(Data in this exercise Opens)
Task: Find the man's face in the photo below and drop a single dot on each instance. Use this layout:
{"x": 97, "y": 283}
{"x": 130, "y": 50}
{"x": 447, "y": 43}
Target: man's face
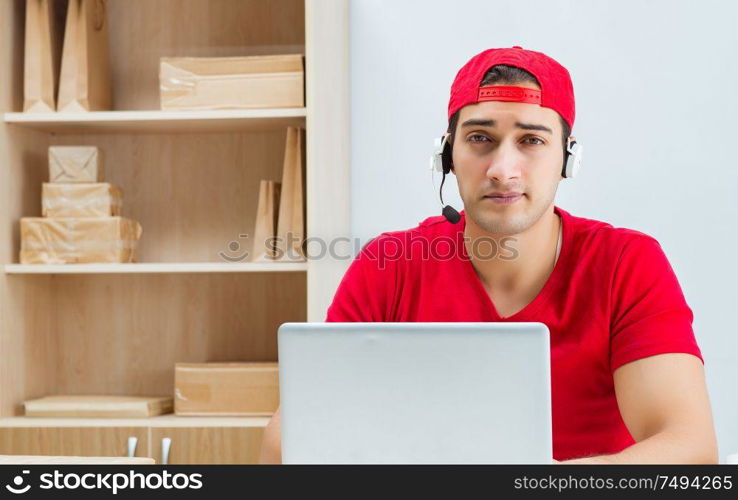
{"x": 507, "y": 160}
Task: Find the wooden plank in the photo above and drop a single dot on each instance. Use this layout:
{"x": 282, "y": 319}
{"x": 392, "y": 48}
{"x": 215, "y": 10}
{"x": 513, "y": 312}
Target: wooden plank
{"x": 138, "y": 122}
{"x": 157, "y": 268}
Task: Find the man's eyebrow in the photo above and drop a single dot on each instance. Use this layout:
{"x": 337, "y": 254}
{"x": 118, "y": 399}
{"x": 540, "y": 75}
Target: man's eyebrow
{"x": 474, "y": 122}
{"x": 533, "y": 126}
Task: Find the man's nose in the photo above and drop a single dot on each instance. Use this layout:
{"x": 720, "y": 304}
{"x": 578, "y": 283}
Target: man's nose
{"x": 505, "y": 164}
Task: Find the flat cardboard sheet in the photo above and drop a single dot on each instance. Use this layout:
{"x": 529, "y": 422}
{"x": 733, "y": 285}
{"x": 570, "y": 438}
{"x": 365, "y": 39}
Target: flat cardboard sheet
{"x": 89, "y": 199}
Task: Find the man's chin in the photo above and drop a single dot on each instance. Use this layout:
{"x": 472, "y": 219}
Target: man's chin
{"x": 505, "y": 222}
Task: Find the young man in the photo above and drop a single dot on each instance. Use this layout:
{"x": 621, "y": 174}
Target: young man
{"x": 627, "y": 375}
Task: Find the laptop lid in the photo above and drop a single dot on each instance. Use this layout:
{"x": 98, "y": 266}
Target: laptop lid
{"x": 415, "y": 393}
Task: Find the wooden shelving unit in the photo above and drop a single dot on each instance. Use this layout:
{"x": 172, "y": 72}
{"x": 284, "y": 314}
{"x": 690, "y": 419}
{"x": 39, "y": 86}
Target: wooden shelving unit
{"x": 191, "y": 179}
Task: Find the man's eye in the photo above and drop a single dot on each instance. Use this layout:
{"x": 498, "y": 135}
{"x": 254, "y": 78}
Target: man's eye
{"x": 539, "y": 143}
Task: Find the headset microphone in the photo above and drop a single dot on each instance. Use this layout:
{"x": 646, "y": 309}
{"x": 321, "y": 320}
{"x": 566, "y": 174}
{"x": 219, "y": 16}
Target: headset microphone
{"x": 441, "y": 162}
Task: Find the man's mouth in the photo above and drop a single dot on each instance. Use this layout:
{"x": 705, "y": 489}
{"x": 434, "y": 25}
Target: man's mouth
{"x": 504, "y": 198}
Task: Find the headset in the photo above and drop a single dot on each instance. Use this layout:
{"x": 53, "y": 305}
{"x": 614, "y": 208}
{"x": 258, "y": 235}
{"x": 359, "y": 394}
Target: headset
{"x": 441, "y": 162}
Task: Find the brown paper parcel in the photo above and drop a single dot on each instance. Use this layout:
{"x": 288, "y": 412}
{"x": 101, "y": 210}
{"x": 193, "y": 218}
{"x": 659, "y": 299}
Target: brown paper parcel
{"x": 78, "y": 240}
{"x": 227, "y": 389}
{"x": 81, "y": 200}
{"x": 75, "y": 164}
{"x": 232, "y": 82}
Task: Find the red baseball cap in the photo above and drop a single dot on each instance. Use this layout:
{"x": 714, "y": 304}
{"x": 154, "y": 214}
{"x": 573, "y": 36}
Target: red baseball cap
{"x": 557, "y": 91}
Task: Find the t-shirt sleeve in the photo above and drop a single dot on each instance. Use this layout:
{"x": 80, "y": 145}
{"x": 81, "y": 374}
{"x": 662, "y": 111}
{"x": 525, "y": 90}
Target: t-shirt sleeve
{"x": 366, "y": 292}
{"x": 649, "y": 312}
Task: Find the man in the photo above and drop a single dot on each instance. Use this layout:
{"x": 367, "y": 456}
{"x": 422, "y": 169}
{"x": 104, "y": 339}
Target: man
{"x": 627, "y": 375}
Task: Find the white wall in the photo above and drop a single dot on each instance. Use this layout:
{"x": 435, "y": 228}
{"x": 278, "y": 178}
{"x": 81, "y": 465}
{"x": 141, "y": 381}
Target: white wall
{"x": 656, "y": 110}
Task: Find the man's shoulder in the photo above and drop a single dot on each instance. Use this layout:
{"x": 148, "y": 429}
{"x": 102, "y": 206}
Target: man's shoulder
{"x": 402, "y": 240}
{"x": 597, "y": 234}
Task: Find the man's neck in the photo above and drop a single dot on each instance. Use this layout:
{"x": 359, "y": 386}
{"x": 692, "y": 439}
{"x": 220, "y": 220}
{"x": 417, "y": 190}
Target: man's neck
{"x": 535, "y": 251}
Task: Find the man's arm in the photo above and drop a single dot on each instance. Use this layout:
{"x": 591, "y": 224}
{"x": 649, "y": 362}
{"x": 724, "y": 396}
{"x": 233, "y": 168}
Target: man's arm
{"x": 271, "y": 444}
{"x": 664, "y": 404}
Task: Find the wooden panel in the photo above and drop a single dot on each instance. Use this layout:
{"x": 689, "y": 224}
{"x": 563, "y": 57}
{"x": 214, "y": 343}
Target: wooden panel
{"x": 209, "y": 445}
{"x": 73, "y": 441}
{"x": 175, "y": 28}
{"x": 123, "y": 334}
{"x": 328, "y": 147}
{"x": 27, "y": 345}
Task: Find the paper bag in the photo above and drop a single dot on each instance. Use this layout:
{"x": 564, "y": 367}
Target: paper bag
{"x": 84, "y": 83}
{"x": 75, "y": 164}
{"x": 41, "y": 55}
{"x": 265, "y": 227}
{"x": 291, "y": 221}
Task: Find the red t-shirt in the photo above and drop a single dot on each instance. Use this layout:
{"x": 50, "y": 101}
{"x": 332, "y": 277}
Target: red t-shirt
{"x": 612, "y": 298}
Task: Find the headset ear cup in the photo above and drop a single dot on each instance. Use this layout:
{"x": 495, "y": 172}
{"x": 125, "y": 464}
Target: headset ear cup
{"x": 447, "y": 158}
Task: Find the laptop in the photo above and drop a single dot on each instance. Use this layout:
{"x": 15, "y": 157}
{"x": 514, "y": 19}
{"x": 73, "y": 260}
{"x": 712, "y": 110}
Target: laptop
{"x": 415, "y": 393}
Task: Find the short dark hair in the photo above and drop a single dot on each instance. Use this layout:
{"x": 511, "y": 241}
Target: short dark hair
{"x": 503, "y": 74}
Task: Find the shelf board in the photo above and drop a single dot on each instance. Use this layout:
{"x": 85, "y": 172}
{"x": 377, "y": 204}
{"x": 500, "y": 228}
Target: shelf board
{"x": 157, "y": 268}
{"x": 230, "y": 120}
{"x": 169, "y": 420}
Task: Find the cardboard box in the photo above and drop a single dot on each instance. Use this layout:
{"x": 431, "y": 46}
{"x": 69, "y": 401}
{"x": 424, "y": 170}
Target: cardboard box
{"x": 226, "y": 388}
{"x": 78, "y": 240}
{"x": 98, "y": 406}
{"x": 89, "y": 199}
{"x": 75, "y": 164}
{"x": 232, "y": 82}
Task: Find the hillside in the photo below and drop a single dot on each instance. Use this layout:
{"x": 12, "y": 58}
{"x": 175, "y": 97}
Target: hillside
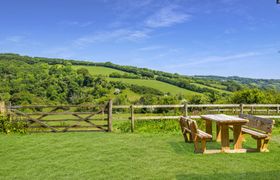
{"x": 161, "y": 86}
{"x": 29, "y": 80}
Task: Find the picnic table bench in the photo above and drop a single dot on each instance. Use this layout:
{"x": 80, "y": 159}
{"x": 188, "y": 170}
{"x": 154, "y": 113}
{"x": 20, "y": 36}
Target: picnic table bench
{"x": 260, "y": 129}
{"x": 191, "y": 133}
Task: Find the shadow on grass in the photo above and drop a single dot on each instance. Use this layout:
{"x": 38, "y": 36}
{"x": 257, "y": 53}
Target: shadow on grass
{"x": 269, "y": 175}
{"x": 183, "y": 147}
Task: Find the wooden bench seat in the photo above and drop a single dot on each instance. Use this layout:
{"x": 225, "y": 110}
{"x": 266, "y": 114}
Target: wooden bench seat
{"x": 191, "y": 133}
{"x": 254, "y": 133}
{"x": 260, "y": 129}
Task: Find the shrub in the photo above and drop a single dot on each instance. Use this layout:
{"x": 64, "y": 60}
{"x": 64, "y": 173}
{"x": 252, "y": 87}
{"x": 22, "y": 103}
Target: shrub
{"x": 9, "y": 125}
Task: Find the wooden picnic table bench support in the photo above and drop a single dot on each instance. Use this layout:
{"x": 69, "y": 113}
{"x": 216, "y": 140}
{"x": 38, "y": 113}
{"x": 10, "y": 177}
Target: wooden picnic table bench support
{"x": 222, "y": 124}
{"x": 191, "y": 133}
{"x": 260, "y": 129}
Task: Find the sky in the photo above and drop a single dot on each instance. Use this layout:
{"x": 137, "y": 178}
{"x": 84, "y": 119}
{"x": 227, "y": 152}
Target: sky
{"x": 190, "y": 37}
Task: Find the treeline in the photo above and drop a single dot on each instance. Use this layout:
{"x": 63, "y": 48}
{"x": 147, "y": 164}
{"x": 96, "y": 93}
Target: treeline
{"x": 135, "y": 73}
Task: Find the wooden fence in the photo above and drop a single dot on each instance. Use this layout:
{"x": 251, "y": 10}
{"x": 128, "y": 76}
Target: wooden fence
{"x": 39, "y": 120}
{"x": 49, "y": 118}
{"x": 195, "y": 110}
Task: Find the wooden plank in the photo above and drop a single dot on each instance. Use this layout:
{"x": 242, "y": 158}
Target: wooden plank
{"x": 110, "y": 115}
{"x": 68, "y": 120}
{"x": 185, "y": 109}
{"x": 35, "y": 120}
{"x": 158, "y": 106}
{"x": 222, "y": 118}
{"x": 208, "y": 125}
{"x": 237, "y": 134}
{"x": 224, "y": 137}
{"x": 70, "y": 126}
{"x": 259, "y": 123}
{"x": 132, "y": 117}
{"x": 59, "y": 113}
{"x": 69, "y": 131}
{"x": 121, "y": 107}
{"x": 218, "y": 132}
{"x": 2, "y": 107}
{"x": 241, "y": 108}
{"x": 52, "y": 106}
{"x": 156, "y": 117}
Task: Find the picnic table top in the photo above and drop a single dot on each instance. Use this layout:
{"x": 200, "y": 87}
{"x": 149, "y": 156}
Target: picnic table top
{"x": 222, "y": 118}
(Data in this exercise Closes)
▸ **What you need to do**: Each line that has the word "below" counts once. How many such lines are in the data? Give the number alone.

▸ **The answer**: 2